> **EXTRACT**:
Start
Say I have a set of numbers from [0, ....., 499]. Combinations are currently being generated sequentially using the C++ std::next_permutation. For reference, the size of each tuple I am pulling out is 3, so I am returning sequential results such as [0,1,2], [0,1,3], [0,1,4], ... [497,498,499].
Now, I want to parallelize the code that this is sitting in, so a sequential generation of these combinations will no longer work. Are there any existing algorithms for computing the ith combination of 3 from 500 numbers?
I want to make sure that each thread, regardless of the iterations of the loop it gets, can compute a standalone combination based on the i it is iterating with. So if I want the combination for i=38 in thread 1, I can compute [1,2,5] while simultaneously computing i=0 in thread 2 as [0,1,2].
EDIT Below statement is irrelevant, I mixed myself up
I've looked at algorithms that utilize factorials to narrow down each individual element from left to right, but I can't use these as 500! sure won't fit into memory. Any suggestions?
Here is my shot:
int k = 527; //The kth combination is calculated
int N=500; //Number of Elements you have
int a=0,b=1,c=2; //a,b,c are the numbers you get out
while(k >= (N-a-1)*(N-a-2)/2){
k -= (N-a-1)*(N-a-2)/2;
a++;
}
b= a+1;
while(k >= N-1-b){
k -= N-1-b;
b++;
}
c = b+1+k;
cout << "["<<a<<","<<b<<","<<c<<"]"<<endl; //The result
Got this thinking about how many combinations there are until the next number is increased. However it only works for three elements. I can't guarantee that it is correct. Would be cool if you compare it to your results and give some feedback.
If you are looking for a way to obtain the lexicographic index or rank of a unique combination instead of a permutation, then your problem falls under the binomial coefficient. The binomial coefficient handles problems of choosing unique combinations in groups of K with a total of N items.
I have written a class in C# to handle common functions for working with the binomial coefficient. It performs the following tasks:
Outputs all the K-indexes in a nice format for any N choose K to a file. The K-indexes can be substituted with more descriptive strings or letters.
Converts the K-indexes to the proper lexicographic index or rank of an entry in the sorted binomial coefficient table. This technique is much faster than older published techniques that rely on iteration. It does this by using a mathematical property inherent in Pascal's Triangle and is very efficient compared to iterating over the set.
Converts the index in a sorted binomial coefficient table to the corresponding K-indexes. I believe it is also faster than older iterative solutions.
Uses Mark Dominus method to calculate the binomial coefficient, which is much less likely to overflow and works with larger numbers.
End
> **SET TASK A**:
Answer these questions about the thread on computing the ith combination:
(i) What is the size of each tuple being pulled out of the set?
(ii) Which C++ function is currently used to generate the combinations sequentially?
(iii) Whose method does the C# class use to calculate the binomial coefficient?
> **SET TASK B**: Continue the thread on computing the ith combination from the point where it stops.

> **Dataset records**:
Start
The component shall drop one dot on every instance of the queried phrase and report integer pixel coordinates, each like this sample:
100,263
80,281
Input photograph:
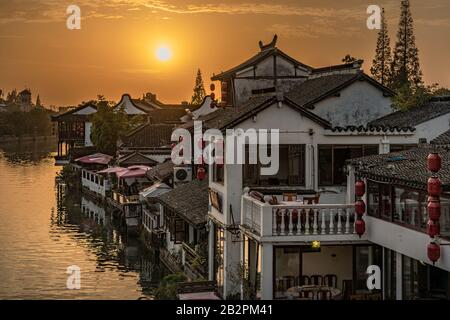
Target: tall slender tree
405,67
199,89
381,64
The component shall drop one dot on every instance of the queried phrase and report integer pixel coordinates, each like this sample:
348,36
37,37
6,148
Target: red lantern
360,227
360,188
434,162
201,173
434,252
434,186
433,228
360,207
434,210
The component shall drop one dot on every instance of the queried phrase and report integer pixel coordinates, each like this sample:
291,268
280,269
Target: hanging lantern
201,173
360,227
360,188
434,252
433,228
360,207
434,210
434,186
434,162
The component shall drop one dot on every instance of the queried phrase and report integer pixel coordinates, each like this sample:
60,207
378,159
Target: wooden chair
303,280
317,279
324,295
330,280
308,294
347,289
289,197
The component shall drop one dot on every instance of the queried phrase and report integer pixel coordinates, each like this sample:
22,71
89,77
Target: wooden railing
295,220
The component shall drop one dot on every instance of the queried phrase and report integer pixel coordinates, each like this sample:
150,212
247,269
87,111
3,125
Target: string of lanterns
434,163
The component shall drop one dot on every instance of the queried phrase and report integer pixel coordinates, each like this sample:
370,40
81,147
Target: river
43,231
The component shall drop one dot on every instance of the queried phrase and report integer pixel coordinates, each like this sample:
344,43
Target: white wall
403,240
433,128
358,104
End
Start
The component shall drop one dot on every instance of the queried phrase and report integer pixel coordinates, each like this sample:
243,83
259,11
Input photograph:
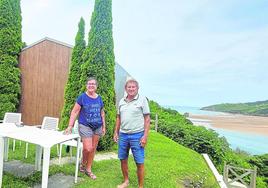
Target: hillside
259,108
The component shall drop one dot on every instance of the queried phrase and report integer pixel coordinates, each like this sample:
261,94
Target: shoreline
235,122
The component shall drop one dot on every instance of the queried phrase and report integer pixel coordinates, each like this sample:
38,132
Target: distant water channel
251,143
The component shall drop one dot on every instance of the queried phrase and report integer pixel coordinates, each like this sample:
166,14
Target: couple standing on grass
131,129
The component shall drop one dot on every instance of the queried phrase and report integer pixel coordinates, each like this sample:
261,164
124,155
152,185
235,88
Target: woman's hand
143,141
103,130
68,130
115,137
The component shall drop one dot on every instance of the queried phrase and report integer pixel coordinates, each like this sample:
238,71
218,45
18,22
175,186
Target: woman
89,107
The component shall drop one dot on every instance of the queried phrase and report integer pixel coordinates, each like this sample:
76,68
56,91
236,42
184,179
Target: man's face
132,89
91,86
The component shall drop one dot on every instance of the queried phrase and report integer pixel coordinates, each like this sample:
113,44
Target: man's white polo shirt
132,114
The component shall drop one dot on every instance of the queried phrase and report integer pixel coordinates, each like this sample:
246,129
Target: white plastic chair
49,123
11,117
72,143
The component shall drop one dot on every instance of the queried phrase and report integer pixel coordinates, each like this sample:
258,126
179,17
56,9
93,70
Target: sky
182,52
End
Start
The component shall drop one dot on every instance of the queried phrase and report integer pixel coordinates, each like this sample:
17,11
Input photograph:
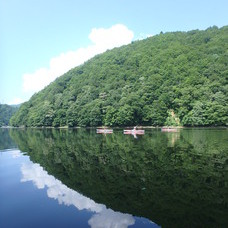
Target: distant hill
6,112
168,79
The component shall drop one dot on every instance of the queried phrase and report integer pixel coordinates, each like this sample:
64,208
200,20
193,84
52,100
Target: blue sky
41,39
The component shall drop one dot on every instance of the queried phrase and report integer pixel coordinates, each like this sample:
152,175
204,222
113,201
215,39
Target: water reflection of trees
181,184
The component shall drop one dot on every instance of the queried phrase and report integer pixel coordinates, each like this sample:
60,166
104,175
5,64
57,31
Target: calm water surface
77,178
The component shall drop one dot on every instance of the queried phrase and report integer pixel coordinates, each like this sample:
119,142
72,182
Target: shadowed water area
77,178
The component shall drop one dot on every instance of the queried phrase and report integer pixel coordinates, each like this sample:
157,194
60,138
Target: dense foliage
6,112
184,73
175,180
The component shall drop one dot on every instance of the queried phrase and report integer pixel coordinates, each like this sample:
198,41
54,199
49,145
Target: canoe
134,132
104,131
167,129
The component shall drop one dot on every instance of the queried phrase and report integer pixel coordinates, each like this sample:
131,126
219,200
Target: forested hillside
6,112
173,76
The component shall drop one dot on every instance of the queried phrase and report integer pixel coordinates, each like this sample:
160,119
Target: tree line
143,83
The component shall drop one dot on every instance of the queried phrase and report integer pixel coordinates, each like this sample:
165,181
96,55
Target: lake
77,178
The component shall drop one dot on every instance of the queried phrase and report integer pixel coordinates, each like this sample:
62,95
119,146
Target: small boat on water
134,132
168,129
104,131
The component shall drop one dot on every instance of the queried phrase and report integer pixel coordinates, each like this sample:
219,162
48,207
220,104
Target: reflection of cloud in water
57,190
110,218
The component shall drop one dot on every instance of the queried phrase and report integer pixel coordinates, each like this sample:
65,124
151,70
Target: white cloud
End
> **FINAL RESULT A**:
(i) 3
(ii) std::next_permutation
(iii) Mark Dominus's method

> **FINAL RESULT B**:
The class is written in .NET C# and provides a way to manage the objects related to the problem (if any) by using a generic list. The constructor of this class takes a bool value called InitTable that when true will create a generic list to hold the objects to be managed. If this value is false, then it will not create the table. The table does not need to be created in order to use the 4 above methods. Accessor methods are provided to access the table.
There is an associated test class which shows how to use the class and its methods. It has been extensively tested with 2 cases and there are no known bugs.
To read about this class and download the code, see Tablizing The Binomial Coeffieicent.
The following tested code will iterate through each unique combinations:
public void Test10Choose5()
{
String S;
int Loop;
int N = 500; // Total number of elements in the set.
int K = 3; // Total number of elements in each group.
// Create the bin coeff object required to get all
// the combos for this N choose K combination.
BinCoeff<int> BC = new BinCoeff<int>(N, K, false);
int NumCombos = BinCoeff<int>.GetBinCoeff(N, K);
// The Kindexes array specifies the indexes for a lexigraphic element.
int[] KIndexes = new int[K];
StringBuilder SB = new StringBuilder();
// Loop thru all the combinations for this N choose K case.
for (int Combo = 0; Combo < NumCombos; Combo++)
{
// Get the k-indexes for this combination.
BC.GetKIndexes(Combo, KIndexes);
// Verify that the Kindexes returned can be used to retrive the
// rank or lexigraphic order of the KIndexes in the table.
int Val = BC.GetIndex(true, KIndexes);
if (Val != Combo)
{
S = "Val of " + Val.ToString() + " != Combo Value of " + Combo.ToString();
Console.WriteLine(S);
}
SB.Remove(0, SB.Length);
for (Loop = 0; Loop < K; Loop++)
{
SB.Append(KIndexes[Loop].ToString());
if (Loop < K - 1)
SB.Append(" ");
}
S = "KIndexes = " + SB.ToString();
Console.WriteLine(S);
}
}
You should be able to port this class over fairly easily to C++. You probably will not have to port over the generic part of the class to accomplish your goals. Your test case of 500 choose 3 yields 20,708,500 unique combinations, which will fit in a 4 byte int. If 500 choose 3 is simply an example case and you need to choose combinations greater than 3, then you will have to use longs or perhaps fixed point int.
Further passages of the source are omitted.